▶ **THE PROBLEM**: Please reproduce the passage of the S1 flashing and calibration guide starting at "Check that all" and ending at "the self-test rotation.", word for word.

▶ **PROVIDED TEXT**:
----------------
After making the changes, click the → icon in the lower-left corner to flash the program.

tip

Common issues during flashing and how to resolve them:

1. Successful flashing result

2. This is the S3 chip, which does not match the S1 program

Solution:
Check whether the USB cable is plugged in upside down — the side without the gap must face up.
Check whether the white button is released. When released, the yellow LED lights up, indicating the board is in S1 flashing mode.

3. Serial port is occupied

Solution:
Check whether another program is using the serial port.
Make sure the Vofa serial monitor is closed.
Check that all other serial assistants have released the port.

Vofa Serial Assistant Download and Usage Guide

Next, open the serial assistant and set the baud rate to 115200 to check the serial output. Vofa Serial Assistant download link: Download Center | VOFA-Plus

S1 Motor Control Program Debugging – Pole Pair Calibration

Hold the robot so the wheels are off the ground, then press the S1 reset button.
The pole pair information will appear in Vofa. Wait for the wheels to finish the self-test rotation.
If the detected pole pair value is 7, calibration is successful, as shown below:

tip

If the pole pair value shows inf or other text, check whether the power is on, verify the wiring, and ensure the magnet is installed correctly.

If the detected value is 6, 8, or anything other than 7, the wheel may be mounted too tightly
(refer to the wheel-leg installation guide and search for motor bearing installation to reinstall).
----------------
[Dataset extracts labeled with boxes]
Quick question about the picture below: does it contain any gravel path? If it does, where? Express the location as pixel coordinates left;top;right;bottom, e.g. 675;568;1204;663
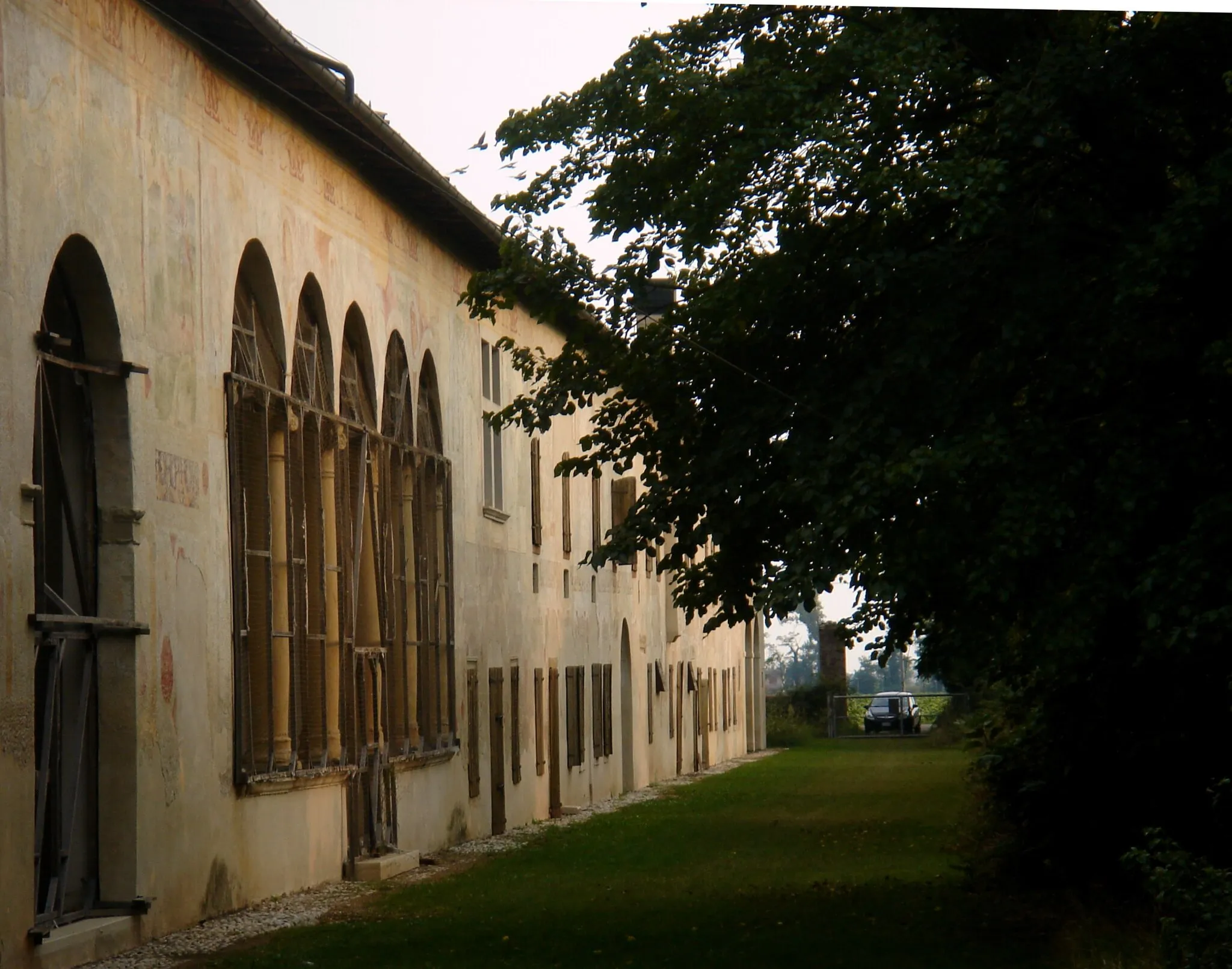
90;750;776;969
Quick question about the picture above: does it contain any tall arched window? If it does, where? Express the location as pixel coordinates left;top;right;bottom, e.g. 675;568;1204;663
375;334;420;755
336;304;387;760
415;353;457;748
287;274;330;767
32;235;141;937
227;240;294;782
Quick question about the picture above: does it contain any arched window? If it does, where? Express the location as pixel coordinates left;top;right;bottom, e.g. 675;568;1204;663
287;274;332;767
30;235;140;936
415;353;457;749
227;240;296;782
375;334;420;755
336;303;388;758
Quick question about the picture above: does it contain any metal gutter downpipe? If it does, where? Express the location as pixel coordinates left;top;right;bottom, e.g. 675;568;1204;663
287;43;355;105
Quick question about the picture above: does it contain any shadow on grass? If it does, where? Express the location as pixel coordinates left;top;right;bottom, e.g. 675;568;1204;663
202;742;1153;969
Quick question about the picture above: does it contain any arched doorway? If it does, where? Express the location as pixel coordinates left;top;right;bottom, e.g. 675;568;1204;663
620;622;633;790
31;235;140;934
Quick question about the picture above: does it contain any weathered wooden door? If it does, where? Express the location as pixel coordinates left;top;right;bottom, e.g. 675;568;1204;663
488;669;505;835
547;666;561;817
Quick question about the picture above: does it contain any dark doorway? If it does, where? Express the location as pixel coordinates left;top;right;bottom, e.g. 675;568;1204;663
547;663;561;817
28;236;140;935
488;669;505;835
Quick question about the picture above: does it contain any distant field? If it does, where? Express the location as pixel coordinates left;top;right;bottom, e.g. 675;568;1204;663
208;740;1156;969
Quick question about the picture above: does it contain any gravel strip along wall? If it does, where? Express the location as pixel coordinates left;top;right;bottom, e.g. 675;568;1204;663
88;750;777;969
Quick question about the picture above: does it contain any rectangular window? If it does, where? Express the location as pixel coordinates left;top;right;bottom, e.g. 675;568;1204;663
612;476;637;573
604;662;612;757
564;666;587;767
561;451;573;558
509;662;522;784
466;665;479;798
590;662;604;761
535;667;543;777
479;340;505;509
531;437;543;552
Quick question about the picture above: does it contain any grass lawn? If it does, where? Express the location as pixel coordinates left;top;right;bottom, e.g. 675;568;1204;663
207;740;1154;969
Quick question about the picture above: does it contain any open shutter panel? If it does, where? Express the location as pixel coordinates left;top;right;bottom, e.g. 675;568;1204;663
590;478;604;552
564;666;582;767
509;666;522;784
604;662;612;756
590;662;604;761
561;451;573;558
531;437;543;548
645;662;654;743
535;667;543;777
466;669;479;798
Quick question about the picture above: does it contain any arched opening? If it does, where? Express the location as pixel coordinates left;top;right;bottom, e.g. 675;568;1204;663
620;621;633;790
377;333;420;755
415;352;457;749
287;273;330;767
28;235;138;928
227;245;294;783
337;303;388;793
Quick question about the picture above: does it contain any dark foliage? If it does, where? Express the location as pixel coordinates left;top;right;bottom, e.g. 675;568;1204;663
468;6;1232;875
1125;829;1232;969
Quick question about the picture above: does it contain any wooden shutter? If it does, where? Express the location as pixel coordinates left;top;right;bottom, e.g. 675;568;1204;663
590;662;604;761
732;666;741;727
466;666;479;798
573;666;587;764
561;451;573;558
668;662;676;740
547;666;561;817
488;667;505;835
645;662;654;743
604;662;612;756
535;667;543;777
590;476;604;552
564;666;582;767
531;437;543;549
509;665;522;784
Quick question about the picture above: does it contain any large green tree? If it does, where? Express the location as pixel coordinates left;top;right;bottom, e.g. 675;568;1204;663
467;6;1232;869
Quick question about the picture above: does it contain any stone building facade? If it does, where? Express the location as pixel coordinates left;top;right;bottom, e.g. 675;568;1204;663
0;0;764;968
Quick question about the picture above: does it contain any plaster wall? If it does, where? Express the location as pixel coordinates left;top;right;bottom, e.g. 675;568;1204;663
0;0;747;967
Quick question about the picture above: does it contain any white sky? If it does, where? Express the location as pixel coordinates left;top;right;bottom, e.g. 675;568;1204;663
261;0;706;265
262;0;1232;669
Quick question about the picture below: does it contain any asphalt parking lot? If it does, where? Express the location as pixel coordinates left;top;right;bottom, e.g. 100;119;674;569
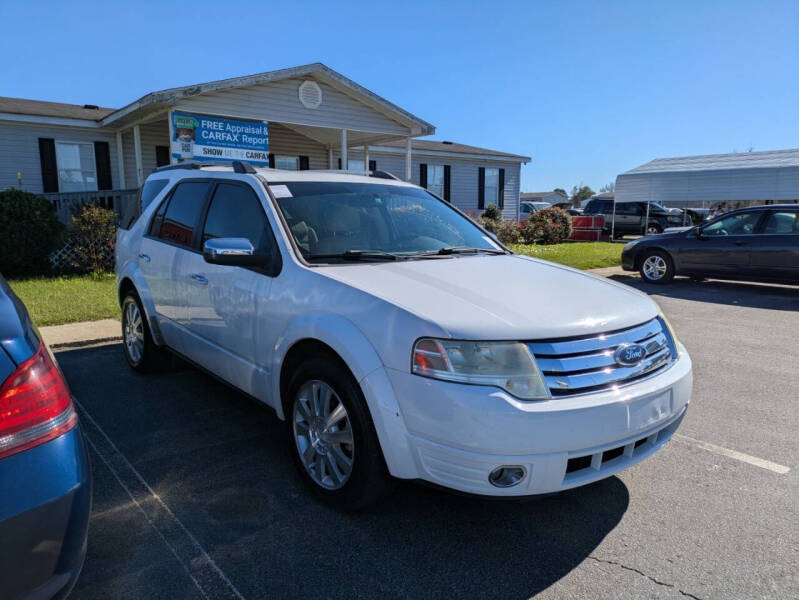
58;278;799;599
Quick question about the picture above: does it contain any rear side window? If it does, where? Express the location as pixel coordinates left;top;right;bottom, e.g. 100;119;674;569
202;183;269;250
153;181;210;246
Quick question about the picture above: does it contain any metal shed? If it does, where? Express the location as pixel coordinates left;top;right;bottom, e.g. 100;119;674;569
616;149;799;210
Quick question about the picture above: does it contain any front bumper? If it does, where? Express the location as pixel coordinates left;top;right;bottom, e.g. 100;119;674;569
367;346;692;496
621;248;635;271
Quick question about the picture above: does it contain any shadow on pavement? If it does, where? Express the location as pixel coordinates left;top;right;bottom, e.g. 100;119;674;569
610;275;799;310
58;344;629;598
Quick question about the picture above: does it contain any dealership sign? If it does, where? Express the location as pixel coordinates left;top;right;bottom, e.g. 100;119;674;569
171;111;269;165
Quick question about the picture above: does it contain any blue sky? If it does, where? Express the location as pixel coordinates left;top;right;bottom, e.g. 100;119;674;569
0;0;799;191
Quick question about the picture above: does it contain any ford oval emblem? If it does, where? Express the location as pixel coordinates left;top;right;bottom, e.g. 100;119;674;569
613;344;646;367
----------------
▶ **TASK SOLUTION**:
Check that all other serial assistants have released the port.

Vofa Serial Assistant Download and Usage Guide

Next, open the serial assistant and set the baud rate to 115200 to check the serial output. Vofa Serial Assistant download link: Download Center | VOFA-Plus

S1 Motor Control Program Debugging – Pole Pair Calibration

Hold the robot so the wheels are off the ground, then press the S1 reset button.
The pole pair information will appear in Vofa. Wait for the wheels to finish the self-test rotation.